## Work instructions
Return verbatim the run of lines that opens with the line holding "Batch job #47 — class: red and" and closes with the last line of the records.

## Entries
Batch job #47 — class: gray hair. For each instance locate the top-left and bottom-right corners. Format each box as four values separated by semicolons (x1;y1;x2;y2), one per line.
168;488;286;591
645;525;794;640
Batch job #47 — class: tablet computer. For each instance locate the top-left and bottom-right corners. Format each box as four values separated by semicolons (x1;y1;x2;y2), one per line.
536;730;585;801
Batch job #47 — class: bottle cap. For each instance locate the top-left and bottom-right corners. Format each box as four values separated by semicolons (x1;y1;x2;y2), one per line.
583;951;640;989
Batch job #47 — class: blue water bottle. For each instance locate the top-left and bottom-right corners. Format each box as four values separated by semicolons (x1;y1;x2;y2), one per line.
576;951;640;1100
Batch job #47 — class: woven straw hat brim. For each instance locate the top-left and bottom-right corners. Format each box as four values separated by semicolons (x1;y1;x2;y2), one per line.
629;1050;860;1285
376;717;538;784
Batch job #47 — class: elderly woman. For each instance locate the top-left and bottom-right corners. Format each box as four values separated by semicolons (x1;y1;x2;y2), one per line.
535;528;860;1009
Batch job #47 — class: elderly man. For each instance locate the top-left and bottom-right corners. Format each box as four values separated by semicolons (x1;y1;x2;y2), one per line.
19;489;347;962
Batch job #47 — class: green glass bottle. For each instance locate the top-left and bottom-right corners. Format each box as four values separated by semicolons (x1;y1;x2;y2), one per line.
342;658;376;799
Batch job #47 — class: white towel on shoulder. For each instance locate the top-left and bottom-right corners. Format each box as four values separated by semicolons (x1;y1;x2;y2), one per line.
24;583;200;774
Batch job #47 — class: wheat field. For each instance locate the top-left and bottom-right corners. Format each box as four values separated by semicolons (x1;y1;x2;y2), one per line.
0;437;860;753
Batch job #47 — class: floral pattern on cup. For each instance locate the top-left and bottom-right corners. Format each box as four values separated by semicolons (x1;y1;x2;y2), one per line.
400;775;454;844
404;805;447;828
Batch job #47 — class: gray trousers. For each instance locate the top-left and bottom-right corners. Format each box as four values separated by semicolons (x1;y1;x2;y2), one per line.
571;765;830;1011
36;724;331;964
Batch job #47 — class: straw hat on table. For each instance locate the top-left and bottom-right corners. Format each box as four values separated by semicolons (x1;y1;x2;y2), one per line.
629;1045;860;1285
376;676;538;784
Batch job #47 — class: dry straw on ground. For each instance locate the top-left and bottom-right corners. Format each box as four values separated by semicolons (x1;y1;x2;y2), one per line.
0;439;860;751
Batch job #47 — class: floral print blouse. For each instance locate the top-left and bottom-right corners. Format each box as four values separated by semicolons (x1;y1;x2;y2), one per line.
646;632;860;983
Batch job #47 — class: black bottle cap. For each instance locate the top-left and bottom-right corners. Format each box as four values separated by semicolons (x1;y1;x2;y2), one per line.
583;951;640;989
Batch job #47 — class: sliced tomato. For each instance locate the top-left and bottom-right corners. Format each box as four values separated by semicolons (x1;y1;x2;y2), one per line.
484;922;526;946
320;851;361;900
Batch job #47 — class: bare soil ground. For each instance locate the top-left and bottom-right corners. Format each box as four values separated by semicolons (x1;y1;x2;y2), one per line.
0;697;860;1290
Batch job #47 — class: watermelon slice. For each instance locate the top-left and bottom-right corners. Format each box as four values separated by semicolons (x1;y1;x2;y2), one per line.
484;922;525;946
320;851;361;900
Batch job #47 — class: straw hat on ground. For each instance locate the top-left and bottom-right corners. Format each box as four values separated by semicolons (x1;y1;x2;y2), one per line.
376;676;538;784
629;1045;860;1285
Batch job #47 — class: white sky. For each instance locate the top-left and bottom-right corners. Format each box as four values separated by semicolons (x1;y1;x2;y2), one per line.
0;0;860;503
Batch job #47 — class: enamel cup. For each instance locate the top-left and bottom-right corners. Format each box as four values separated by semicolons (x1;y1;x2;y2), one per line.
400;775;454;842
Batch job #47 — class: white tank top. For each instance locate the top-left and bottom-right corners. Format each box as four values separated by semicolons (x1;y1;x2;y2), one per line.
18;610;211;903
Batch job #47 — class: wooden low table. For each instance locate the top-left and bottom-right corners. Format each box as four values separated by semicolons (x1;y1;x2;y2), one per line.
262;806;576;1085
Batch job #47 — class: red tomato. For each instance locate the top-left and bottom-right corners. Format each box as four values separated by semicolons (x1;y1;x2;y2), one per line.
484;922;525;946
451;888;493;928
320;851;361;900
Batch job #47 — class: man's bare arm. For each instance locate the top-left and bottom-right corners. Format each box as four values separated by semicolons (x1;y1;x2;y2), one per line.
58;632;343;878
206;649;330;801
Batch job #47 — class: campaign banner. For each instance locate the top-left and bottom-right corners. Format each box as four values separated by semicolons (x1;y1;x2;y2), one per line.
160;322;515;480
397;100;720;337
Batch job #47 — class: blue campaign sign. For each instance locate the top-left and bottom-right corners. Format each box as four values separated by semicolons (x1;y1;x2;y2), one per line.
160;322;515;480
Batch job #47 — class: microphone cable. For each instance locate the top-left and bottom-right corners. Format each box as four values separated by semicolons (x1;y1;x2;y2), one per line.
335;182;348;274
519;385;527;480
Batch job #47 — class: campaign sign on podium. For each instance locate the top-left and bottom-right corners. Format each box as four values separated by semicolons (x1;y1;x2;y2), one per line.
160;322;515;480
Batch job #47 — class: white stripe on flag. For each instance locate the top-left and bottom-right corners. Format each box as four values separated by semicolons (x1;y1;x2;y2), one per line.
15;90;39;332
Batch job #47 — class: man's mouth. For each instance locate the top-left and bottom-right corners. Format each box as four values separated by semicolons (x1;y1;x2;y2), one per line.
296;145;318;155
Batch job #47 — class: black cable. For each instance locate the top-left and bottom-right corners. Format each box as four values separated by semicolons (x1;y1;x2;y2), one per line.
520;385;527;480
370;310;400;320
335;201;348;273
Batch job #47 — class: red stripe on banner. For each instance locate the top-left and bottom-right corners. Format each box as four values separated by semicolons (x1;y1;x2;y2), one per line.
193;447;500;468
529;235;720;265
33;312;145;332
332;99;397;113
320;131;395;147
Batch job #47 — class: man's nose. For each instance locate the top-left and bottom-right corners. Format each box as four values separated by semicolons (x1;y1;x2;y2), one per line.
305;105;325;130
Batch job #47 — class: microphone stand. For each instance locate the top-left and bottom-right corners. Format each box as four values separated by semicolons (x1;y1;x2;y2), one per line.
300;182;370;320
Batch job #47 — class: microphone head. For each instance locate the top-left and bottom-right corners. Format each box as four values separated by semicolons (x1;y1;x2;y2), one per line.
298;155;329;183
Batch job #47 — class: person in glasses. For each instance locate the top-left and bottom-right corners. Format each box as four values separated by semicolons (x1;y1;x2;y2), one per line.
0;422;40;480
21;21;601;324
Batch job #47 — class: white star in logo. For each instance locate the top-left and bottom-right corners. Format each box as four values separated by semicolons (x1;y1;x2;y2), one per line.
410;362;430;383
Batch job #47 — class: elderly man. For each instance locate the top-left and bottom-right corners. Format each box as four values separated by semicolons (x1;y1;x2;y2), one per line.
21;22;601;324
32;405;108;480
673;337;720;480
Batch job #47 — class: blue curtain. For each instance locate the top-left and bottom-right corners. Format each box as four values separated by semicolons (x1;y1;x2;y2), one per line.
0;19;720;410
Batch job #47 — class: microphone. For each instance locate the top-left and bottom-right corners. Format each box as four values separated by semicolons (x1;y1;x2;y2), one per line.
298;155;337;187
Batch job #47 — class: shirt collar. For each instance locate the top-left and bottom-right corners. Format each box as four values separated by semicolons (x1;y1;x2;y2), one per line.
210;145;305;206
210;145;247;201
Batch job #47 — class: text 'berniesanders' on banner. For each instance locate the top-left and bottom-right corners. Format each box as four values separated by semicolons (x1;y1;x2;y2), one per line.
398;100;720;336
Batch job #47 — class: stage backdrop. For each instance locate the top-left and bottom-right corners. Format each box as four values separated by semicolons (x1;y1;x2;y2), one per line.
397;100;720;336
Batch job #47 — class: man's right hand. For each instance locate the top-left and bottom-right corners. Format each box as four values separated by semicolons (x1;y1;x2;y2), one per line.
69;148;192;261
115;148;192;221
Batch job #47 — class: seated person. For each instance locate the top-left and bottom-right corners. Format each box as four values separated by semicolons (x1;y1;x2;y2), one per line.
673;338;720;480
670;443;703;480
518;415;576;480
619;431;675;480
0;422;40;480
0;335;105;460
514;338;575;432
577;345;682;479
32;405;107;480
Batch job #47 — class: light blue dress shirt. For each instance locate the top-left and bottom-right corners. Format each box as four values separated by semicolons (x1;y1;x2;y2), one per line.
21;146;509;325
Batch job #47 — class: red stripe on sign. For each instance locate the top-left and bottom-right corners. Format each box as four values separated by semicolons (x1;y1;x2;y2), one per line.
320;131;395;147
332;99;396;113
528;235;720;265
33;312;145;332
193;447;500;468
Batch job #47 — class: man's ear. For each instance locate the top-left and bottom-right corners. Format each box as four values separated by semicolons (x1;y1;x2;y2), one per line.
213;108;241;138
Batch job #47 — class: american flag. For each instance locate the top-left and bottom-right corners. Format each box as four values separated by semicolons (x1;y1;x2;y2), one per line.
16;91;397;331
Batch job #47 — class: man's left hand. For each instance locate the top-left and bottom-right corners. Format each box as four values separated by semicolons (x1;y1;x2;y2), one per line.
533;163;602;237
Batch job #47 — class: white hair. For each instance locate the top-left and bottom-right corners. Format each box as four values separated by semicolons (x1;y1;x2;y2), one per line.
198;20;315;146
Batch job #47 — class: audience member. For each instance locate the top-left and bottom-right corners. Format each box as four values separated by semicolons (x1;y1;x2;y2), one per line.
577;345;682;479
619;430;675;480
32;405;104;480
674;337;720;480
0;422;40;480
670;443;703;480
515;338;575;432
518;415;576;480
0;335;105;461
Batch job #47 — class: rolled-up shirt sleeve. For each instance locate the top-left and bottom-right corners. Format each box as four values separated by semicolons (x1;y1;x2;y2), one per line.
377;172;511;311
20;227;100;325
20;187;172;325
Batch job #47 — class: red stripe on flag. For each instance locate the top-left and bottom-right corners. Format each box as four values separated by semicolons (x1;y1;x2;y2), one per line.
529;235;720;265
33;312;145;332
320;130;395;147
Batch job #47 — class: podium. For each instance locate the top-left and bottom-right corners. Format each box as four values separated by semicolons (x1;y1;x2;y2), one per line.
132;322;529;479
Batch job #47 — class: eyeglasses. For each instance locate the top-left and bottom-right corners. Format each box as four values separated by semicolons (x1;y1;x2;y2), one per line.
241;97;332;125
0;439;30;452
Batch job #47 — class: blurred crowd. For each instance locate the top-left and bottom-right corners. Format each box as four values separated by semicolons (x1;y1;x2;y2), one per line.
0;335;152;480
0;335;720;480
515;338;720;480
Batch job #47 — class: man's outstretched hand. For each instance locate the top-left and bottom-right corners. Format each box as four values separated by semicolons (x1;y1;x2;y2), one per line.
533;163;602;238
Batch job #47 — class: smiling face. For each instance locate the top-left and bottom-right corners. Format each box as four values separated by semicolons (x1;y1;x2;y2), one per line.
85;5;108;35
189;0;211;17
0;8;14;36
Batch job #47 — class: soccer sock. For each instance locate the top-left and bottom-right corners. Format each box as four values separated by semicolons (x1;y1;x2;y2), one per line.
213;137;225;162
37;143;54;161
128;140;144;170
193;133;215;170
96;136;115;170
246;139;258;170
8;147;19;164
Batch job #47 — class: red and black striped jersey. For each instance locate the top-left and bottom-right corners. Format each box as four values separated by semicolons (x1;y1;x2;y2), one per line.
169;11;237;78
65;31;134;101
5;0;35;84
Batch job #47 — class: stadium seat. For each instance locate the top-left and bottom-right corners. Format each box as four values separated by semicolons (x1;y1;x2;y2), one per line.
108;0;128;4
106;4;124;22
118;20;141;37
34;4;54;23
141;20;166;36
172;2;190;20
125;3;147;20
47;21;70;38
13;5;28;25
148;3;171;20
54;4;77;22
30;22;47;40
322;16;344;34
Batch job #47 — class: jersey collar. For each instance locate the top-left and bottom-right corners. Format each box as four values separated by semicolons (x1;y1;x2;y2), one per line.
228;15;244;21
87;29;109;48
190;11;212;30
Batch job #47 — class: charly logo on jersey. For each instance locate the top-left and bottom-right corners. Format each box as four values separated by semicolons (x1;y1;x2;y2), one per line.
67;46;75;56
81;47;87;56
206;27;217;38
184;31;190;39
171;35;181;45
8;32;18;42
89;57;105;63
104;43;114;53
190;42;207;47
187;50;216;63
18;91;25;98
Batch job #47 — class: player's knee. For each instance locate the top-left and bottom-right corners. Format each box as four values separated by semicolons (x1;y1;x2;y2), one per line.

## Result of this task
Batch job #47 — class: red and black striped jersey. For each instance locate the top-left and bottom-right corners. Format each box as four values separated by semicolons (x1;y1;x2;y2), one per line.
169;11;237;78
65;31;134;101
5;0;35;84
Batch job #47 — class: stadium seat. For each instance locate the top-left and bottom-right corners. Format each box as four values separated by semicolons (x1;y1;x2;y2), one per line.
108;0;128;4
106;4;124;22
118;20;141;37
34;4;54;23
141;20;166;36
172;2;190;20
125;3;147;20
47;21;70;38
13;5;28;25
148;3;171;20
54;4;77;22
30;22;47;40
322;16;344;34
Batch job #47 — class: jersey collar. For each instance locate the top-left and bottom-right corners. Format each box as four values separated by semicolons (x1;y1;x2;y2), one per line.
228;15;244;21
87;29;109;48
190;11;212;30
Batch job #47 — class: charly logo on jersey. For each instance locate the top-left and bottom-right corners. Format each box as four values separated by semicolons (x1;y1;x2;y2), one per line.
67;46;75;56
81;47;87;56
206;27;217;38
184;31;190;39
171;35;181;45
8;32;18;42
89;57;105;63
104;43;114;53
190;42;207;47
187;50;216;63
18;91;25;98
Batch job #47 — class: player's knee. For each instance locate the top-left and bottom-right corners. Format each box as four values separated by semicolons (x1;y1;x2;y2), one per line.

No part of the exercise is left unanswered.